▶ Page extract

==================================================

Here’s a LIbby theory I have that I haven’t read anywhere yet:  I think her dead husband was the same dead David that Hurley was talking to.  I think both Libby and Hurley could speak to the dead and that’s why they were both in the mental institution, and when David tries to trick Hurley into jumping off the cliff on the island it’s motivated by jealousy over Libby.  Somehow Libby must be tied to Widmore so that she could get the boat to Desmond, but I guess how or why we’ll never know.  That we wasted any time learning about Jack’s tattoos when we could have had a Libby backstory is a bit maddening.  (Or even an Ilana backstory.  Heck, I’d have even preferred a director’s cut of an episode of Expose.)

Zombie Sayid needed some kind of explanation.  That wasn’t fair to have him rise from the dead and not let us know what was up with that.  And why did Claire leave her baby?  I thought she was dead for a long time, killed in the explosion in Dharmaville that took out all those redshirts, but in the end she flies home, so I guess not.  Zombie Claire made more sense.  (You know something has not been sufficiently explained when a walking dead theory seems the most reasonable.)

==================================================

▶ Data block
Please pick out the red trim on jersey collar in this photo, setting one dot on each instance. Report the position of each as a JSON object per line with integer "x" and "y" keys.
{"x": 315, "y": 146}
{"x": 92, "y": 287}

==================================================

▶ Written request 1
Reproduce the stretch of the fan commentary from "Here’s a LIbby" through "episode of Expose.)", word for word.
▶ Written request 2
According to the fan commentary, how did the writer long believe Claire had been killed?
▶ Written request 3
State whether each of the following agrees with the fan commentary, answering yes or no and quoting the deciding words: (a) The writer believes Libby's dead husband was the same David whom Hurley was talking to. (b) The writer would rather have learned about Jack's tattoos than see a Libby backstory. (c) In the end, Claire flies home.

▶ Exercise solution 1
Here’s a LIbby theory I have that I haven’t read anywhere yet:  I think her dead husband was the same dead David that Hurley was talking to.  I think both Libby and Hurley could speak to the dead and that’s why they were both in the mental institution, and when David tries to trick Hurley into jumping off the cliff on the island it’s motivated by jealousy over Libby.  Somehow Libby must be tied to Widmore so that she could get the boat to Desmond, but I guess how or why we’ll never know.  That we wasted any time learning about Jack’s tattoos when we could have had a Libby backstory is a bit maddening.  (Or even an Ilana backstory.  Heck, I’d have even preferred a director’s cut of an episode of Expose.)

▶ Exercise solution 2
In the explosion in Dharmaville that took out all those redshirts.

▶ Exercise solution 3
(a) Yes: "I think her dead husband was the same dead David that Hurley was talking to."
(b) No: "That we wasted any time learning about Jack’s tattoos when we could have had a Libby backstory is a bit maddening."
(c) Yes: "but in the end she flies home"